Provided data Block Start
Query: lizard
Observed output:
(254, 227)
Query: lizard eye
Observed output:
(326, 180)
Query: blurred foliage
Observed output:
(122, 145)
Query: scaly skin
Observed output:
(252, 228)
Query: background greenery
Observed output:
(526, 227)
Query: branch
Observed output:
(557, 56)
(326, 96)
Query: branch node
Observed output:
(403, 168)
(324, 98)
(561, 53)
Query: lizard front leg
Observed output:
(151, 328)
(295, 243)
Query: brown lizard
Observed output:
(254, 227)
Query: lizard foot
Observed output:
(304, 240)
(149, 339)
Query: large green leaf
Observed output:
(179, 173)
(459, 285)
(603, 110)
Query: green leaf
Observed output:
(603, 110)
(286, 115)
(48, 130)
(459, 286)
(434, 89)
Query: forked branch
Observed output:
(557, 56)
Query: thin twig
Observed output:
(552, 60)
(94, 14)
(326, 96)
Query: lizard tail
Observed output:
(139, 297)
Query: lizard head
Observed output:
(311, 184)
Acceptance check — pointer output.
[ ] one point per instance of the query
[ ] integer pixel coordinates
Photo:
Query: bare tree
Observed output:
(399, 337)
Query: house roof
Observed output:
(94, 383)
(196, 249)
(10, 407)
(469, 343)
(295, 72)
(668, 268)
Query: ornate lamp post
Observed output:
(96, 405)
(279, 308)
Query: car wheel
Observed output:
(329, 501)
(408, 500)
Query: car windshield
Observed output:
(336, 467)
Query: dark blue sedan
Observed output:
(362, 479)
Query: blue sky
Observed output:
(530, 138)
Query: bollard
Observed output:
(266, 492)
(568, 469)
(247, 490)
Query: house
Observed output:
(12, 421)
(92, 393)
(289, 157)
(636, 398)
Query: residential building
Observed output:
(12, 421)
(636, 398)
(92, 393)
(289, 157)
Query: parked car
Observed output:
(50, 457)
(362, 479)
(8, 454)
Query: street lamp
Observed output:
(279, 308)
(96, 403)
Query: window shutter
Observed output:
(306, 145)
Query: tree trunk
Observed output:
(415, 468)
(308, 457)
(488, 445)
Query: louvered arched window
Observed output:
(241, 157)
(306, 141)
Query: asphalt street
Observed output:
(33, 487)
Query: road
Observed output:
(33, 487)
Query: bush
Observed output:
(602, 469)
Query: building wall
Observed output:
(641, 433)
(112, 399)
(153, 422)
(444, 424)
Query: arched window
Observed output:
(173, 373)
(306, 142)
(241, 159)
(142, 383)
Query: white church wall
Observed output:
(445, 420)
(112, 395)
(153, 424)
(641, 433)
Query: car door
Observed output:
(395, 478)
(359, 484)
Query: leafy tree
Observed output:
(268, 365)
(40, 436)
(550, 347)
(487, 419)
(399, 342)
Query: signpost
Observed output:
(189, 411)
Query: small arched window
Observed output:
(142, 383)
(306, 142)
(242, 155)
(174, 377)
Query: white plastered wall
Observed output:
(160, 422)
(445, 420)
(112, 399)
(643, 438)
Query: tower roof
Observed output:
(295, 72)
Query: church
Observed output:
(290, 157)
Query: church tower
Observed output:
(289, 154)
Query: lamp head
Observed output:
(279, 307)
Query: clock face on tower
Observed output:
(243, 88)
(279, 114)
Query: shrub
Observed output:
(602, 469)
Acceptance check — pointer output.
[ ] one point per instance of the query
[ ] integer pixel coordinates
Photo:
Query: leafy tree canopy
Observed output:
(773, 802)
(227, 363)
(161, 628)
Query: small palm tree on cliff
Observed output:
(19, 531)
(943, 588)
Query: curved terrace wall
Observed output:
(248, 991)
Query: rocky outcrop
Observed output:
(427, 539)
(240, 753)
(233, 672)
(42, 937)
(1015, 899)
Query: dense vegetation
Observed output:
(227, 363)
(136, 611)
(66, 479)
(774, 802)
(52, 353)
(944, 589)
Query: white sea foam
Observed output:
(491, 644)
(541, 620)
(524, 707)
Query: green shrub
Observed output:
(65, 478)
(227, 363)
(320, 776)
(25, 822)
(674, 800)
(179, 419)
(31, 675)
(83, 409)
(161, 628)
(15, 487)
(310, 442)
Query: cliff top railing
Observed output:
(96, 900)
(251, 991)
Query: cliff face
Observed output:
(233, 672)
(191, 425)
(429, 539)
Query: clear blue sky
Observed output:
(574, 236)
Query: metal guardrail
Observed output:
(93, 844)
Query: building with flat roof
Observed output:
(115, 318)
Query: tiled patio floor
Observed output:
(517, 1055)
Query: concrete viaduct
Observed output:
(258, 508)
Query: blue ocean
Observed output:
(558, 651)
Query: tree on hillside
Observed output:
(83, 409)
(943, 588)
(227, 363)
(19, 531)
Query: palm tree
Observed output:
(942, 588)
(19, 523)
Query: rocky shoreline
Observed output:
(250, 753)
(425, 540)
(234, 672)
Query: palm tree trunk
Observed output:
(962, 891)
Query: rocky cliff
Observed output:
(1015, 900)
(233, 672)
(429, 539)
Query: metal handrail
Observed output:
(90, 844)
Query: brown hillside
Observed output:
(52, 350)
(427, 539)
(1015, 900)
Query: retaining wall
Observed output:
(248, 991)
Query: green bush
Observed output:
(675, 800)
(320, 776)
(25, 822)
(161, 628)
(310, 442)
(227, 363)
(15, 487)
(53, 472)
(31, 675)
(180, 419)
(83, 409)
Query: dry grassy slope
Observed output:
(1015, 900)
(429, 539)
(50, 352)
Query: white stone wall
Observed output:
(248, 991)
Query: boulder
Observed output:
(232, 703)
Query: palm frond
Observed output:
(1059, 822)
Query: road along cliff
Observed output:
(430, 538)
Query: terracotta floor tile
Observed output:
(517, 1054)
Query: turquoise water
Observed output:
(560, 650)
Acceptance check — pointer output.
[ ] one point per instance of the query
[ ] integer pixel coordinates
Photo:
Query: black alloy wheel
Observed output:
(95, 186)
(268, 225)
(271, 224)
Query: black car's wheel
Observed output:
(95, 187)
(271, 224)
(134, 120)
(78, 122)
Provided data Block End
### Problem statement
The answer must be the same records, repeated exactly and in full.

### The answer
Query: lizard
Observed output:
(254, 227)
Query: lizard eye
Observed output:
(326, 180)
Query: blurred foliage
Observed output:
(122, 145)
Query: scaly skin
Observed output:
(252, 228)
Query: background greenery
Observed output:
(526, 227)
Query: branch
Observed output:
(557, 56)
(326, 96)
Query: branch node
Observed output:
(403, 168)
(324, 98)
(561, 53)
Query: lizard front leg
Observed output:
(151, 328)
(295, 243)
Query: brown lizard
Observed output:
(254, 227)
Query: lizard foot
Observed output:
(304, 240)
(149, 339)
Query: large green leaf
Observed output:
(179, 173)
(459, 285)
(603, 110)
Query: green leaf
Observed output:
(603, 110)
(286, 115)
(48, 130)
(459, 286)
(434, 89)
Query: forked branch
Observed output:
(557, 56)
Query: thin twig
Observed output:
(552, 60)
(94, 14)
(326, 96)
Query: lizard tail
Observed output:
(139, 297)
Query: lizard head
Observed output:
(311, 184)
Acceptance check — pointer output.
[ ] one point per instance of the query
[ ] integer pixel coordinates
Photo:
Query: bare tree
Observed output:
(399, 337)
Query: house roof
Observed output:
(94, 383)
(196, 249)
(10, 407)
(469, 343)
(295, 72)
(668, 268)
Query: ornate lamp post
Observed output:
(96, 405)
(279, 308)
Query: car wheel
Observed output:
(329, 501)
(408, 500)
Query: car windshield
Observed output:
(336, 467)
Query: dark blue sedan
Observed output:
(362, 479)
Query: blue sky
Observed output:
(530, 138)
Query: bollard
Observed output:
(266, 492)
(568, 469)
(247, 490)
Query: house
Observed output:
(12, 421)
(92, 393)
(289, 157)
(636, 398)
Query: residential building
Observed output:
(12, 421)
(636, 398)
(92, 393)
(289, 157)
Query: parked car
Observed output:
(50, 457)
(362, 479)
(8, 454)
Query: street lamp
Observed output:
(279, 308)
(96, 403)
Query: window shutter
Observed output:
(306, 145)
Query: tree trunk
Observed output:
(415, 468)
(308, 457)
(488, 445)
Query: louvered arched window
Observed output:
(241, 157)
(306, 141)
Query: asphalt street
Observed output:
(33, 487)
Query: road
Observed output:
(33, 487)
Query: bush
Observed output:
(602, 469)
Query: building wall
Observed output:
(641, 433)
(112, 399)
(153, 422)
(444, 424)
Query: arched window
Observed output:
(173, 373)
(306, 142)
(241, 159)
(142, 383)
Query: white church wall
Observed output:
(445, 420)
(112, 395)
(153, 424)
(641, 433)
Query: car door
Observed output:
(395, 478)
(359, 484)
Query: leafy tree
Observed output:
(268, 365)
(40, 436)
(550, 347)
(487, 419)
(399, 342)
Query: signpost
Observed output:
(189, 411)
Query: small arched window
Observed output:
(142, 383)
(306, 142)
(242, 155)
(174, 377)
Query: white plastered wall
Observed output:
(160, 422)
(445, 420)
(112, 399)
(643, 438)
Query: tower roof
Observed output:
(295, 72)
Query: church
Observed output:
(290, 157)
Query: church tower
Observed output:
(289, 154)
Query: lamp head
Observed output:
(279, 307)
Query: clock face on tower
Observed output:
(243, 88)
(279, 114)
Query: shrub
Observed output:
(602, 469)
Acceptance check — pointer output.
[ ] one point per instance of the query
[ ] integer pixel coordinates
Photo:
Query: leafy tree canopy
Observed output:
(773, 802)
(227, 363)
(161, 628)
Query: small palm tree on cliff
Observed output:
(19, 531)
(943, 588)
Query: curved terrace wall
Observed output:
(248, 991)
Query: rocky outcrop
Observed output:
(427, 539)
(240, 753)
(233, 672)
(42, 937)
(1015, 899)
Query: dense vegetation
Observed output:
(227, 363)
(136, 611)
(66, 479)
(774, 802)
(52, 353)
(944, 589)
Query: white sea foam
Observed output:
(491, 644)
(541, 620)
(524, 707)
Query: green shrub
Observed output:
(65, 478)
(227, 363)
(320, 776)
(25, 822)
(674, 800)
(179, 419)
(31, 675)
(83, 409)
(161, 628)
(15, 487)
(310, 442)
Query: cliff top railing
Observed output:
(96, 900)
(251, 991)
Query: cliff face
Observed output:
(233, 672)
(191, 425)
(429, 539)
Query: clear blue sky
Observed output:
(574, 236)
Query: metal guardrail
Observed output:
(93, 844)
Query: building with flat roof
Observed output:
(115, 318)
Query: tiled patio floor
Observed output:
(517, 1055)
Query: concrete viaduct
Observed output:
(258, 508)
Query: blue ocean
Observed output:
(558, 651)
Query: tree on hillside
Observed output:
(83, 409)
(943, 588)
(227, 363)
(19, 531)
Query: palm tree
Observed output:
(942, 588)
(19, 523)
Query: rocky shoreline
Observed output:
(250, 753)
(425, 540)
(234, 672)
Query: palm tree trunk
Observed output:
(962, 891)
Query: rocky cliff
Observed output:
(1015, 900)
(233, 672)
(429, 539)
Query: metal handrail
Observed output:
(90, 844)
Query: brown hillside
Observed output:
(52, 350)
(427, 539)
(1015, 900)
Query: retaining wall
Observed output:
(248, 991)
Query: green bush
Observed output:
(675, 800)
(320, 776)
(25, 822)
(161, 628)
(310, 442)
(227, 363)
(15, 487)
(53, 472)
(31, 675)
(180, 419)
(83, 409)
Query: dry grassy slope
Observed output:
(1015, 900)
(429, 539)
(50, 352)
Query: white stone wall
Observed output:
(248, 991)
Query: boulder
Observed output:
(232, 703)
Query: palm frond
Observed output:
(1059, 822)
Query: road along cliff
Observed output:
(430, 538)
Query: terracotta floor tile
Observed output:
(517, 1054)
Query: turquoise water
Observed output:
(560, 650)
Acceptance check — pointer output.
[ ] one point per instance of the query
[ ] integer pixel coordinates
Photo:
Query: black alloy wheel
Observed output:
(95, 186)
(268, 225)
(271, 224)
Query: black car's wheel
Observed output:
(95, 187)
(271, 224)
(134, 120)
(78, 122)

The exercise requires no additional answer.